*Records to process*.
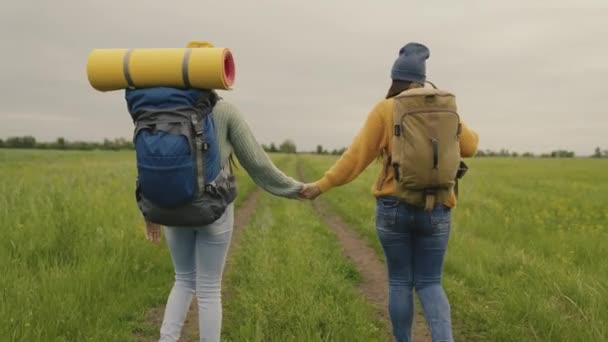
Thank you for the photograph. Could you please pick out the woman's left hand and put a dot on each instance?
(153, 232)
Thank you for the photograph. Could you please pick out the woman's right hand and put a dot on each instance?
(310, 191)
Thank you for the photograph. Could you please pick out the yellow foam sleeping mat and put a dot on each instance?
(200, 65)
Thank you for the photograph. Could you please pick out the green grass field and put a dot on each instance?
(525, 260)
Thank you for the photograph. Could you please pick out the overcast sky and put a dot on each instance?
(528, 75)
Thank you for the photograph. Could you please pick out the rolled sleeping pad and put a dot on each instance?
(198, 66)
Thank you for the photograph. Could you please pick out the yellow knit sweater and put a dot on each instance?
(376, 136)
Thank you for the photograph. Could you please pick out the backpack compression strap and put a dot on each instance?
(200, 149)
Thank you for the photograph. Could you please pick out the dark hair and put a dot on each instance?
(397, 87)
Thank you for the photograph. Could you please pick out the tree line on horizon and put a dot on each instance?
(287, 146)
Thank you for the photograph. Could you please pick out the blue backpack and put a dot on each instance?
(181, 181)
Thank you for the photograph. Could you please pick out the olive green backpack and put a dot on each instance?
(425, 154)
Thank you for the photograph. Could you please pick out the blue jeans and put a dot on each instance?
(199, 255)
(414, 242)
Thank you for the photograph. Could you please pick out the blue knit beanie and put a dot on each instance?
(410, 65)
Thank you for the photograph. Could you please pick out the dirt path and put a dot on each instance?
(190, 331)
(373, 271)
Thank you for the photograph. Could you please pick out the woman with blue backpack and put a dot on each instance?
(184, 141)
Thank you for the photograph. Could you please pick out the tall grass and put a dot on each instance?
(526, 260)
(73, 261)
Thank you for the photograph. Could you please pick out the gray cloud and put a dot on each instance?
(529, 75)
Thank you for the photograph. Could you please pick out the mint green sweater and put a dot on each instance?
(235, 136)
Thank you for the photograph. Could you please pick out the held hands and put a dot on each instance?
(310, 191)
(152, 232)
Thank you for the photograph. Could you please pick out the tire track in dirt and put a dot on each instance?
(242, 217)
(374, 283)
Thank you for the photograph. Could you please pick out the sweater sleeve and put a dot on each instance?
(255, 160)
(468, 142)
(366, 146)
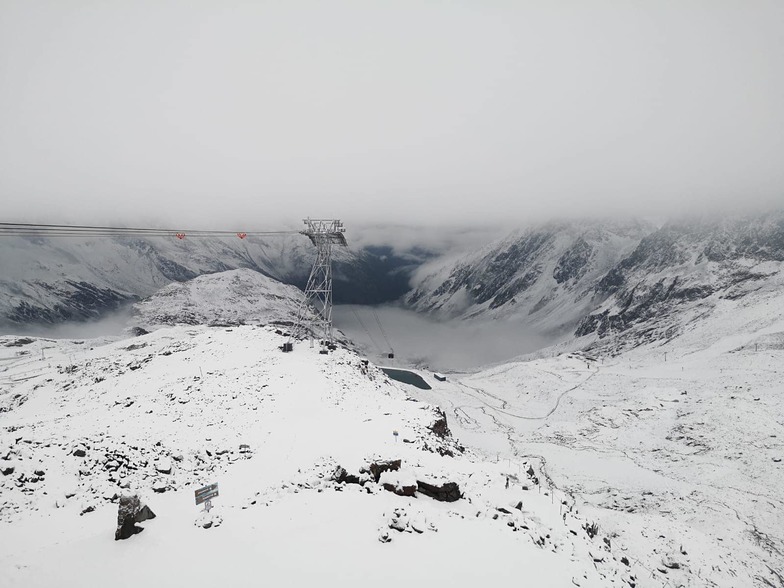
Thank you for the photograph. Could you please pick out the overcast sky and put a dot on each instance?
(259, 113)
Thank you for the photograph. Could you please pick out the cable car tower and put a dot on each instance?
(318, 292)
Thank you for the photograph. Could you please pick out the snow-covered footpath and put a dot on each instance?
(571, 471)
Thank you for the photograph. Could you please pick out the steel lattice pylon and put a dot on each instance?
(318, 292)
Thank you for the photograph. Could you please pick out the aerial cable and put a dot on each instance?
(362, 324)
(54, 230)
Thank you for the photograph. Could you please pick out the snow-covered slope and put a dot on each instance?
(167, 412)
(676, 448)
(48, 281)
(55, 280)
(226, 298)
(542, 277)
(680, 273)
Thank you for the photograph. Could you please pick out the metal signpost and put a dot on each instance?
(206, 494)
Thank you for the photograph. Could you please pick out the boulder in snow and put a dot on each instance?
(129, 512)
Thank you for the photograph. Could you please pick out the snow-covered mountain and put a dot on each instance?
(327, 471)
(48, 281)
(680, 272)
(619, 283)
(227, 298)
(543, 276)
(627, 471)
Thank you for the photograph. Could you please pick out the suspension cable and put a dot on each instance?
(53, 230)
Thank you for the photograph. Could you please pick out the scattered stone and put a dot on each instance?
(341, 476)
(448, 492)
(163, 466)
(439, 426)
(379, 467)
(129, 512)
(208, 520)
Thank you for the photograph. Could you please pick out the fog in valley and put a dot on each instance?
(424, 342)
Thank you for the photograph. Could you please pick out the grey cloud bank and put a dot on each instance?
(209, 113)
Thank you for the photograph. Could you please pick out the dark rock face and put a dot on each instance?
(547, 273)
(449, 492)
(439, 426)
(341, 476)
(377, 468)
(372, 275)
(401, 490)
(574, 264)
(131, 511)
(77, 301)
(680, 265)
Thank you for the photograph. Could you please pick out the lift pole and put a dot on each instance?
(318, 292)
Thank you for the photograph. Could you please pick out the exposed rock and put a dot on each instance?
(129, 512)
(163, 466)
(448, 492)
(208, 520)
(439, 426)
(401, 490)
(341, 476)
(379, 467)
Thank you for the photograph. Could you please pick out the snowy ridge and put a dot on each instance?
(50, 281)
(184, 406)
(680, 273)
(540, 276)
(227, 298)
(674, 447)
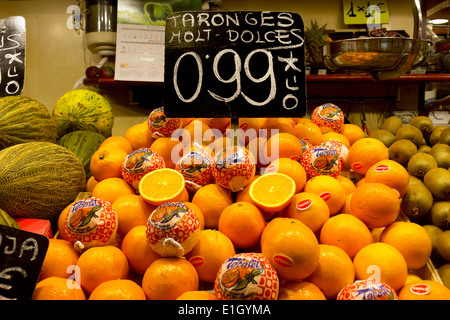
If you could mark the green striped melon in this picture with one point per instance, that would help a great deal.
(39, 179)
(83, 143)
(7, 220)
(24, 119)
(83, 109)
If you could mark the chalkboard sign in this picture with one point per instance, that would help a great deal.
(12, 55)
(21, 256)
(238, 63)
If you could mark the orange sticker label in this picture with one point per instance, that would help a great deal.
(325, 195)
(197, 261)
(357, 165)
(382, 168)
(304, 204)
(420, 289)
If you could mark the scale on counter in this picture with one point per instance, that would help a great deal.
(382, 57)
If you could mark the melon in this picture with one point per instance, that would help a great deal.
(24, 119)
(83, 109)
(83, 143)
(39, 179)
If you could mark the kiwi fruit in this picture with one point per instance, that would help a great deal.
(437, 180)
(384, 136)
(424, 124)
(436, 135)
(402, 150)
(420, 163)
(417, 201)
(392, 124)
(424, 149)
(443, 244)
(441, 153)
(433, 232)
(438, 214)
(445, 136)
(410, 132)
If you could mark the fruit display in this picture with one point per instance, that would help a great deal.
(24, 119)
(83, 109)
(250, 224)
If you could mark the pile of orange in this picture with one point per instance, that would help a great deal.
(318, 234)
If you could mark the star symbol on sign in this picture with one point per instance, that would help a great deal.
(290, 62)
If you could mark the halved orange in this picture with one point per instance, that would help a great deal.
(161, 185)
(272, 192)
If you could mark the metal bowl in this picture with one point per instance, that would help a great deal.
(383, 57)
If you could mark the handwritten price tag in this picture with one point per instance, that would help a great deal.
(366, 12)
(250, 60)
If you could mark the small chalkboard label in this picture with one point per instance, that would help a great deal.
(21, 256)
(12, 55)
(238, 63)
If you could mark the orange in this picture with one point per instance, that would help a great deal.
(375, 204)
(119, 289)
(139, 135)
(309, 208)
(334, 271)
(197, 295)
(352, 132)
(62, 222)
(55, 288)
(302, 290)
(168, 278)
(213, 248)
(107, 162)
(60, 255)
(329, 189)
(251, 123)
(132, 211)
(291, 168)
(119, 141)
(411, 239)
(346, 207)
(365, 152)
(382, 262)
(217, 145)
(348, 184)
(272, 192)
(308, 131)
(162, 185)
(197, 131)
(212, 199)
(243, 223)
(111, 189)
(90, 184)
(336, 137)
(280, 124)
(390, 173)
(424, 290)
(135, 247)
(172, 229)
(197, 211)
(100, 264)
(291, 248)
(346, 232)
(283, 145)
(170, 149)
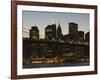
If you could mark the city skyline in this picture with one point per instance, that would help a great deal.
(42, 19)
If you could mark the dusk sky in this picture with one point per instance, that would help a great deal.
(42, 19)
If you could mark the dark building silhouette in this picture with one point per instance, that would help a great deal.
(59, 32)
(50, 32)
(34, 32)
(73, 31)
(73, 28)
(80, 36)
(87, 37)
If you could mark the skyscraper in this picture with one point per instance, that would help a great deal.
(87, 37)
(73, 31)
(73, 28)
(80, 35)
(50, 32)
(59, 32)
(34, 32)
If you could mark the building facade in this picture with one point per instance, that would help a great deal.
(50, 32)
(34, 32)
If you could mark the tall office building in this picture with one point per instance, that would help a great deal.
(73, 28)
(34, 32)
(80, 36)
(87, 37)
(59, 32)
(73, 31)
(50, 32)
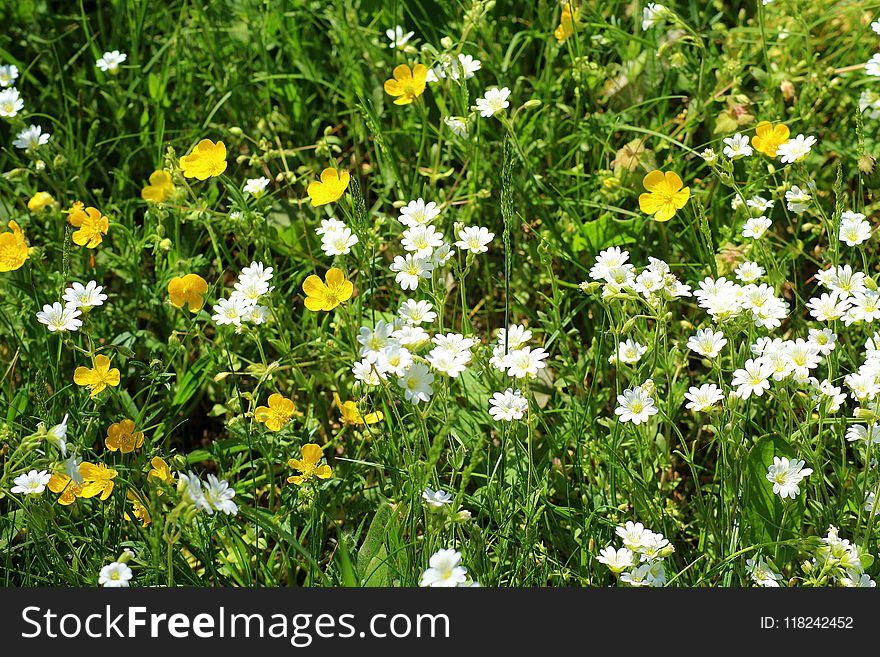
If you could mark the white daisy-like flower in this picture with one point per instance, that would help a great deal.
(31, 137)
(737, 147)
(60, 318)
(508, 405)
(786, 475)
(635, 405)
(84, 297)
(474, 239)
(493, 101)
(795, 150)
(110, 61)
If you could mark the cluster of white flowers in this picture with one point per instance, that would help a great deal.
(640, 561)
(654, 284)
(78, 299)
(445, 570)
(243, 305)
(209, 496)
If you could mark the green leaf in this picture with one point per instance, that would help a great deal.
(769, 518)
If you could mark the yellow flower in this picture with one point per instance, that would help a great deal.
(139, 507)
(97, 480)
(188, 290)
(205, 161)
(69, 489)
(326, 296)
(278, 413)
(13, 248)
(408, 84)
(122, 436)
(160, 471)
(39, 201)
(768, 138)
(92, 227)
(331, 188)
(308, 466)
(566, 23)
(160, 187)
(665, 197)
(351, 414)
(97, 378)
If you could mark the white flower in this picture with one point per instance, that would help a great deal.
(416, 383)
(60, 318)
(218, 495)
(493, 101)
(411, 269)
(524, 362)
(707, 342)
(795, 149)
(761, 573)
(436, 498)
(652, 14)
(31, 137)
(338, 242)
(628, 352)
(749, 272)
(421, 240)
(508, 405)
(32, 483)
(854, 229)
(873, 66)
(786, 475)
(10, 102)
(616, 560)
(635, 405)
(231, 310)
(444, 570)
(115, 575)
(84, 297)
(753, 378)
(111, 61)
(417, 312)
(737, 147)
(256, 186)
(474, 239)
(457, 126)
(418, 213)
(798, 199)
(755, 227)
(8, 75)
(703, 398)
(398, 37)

*Problem description*. Copy out the lines above, from the one holding "If you could mark the green leaf" through the final line, with no other lines.

*Exercise output*.
If you could mark the green leaf in this picture with one point per instance, that would help a great deal.
(769, 518)
If you could mark the yellow flower in this picture with one point per instance, that would help a great deal.
(139, 507)
(97, 480)
(188, 290)
(205, 161)
(69, 489)
(326, 296)
(278, 413)
(13, 248)
(408, 84)
(122, 436)
(160, 471)
(39, 201)
(768, 138)
(92, 227)
(331, 188)
(308, 466)
(566, 23)
(160, 187)
(665, 197)
(351, 414)
(97, 378)
If you could mark the white flower in this picture with one point per instance, that would help a great deal.
(416, 383)
(60, 318)
(218, 495)
(493, 101)
(411, 269)
(524, 362)
(707, 342)
(795, 149)
(761, 573)
(436, 498)
(652, 14)
(31, 137)
(338, 242)
(628, 352)
(749, 272)
(421, 240)
(508, 405)
(32, 483)
(854, 229)
(873, 66)
(786, 475)
(10, 102)
(616, 560)
(635, 405)
(231, 310)
(444, 570)
(115, 575)
(84, 297)
(753, 378)
(111, 61)
(417, 312)
(737, 147)
(256, 186)
(474, 239)
(457, 126)
(418, 213)
(798, 199)
(755, 227)
(8, 75)
(703, 398)
(398, 37)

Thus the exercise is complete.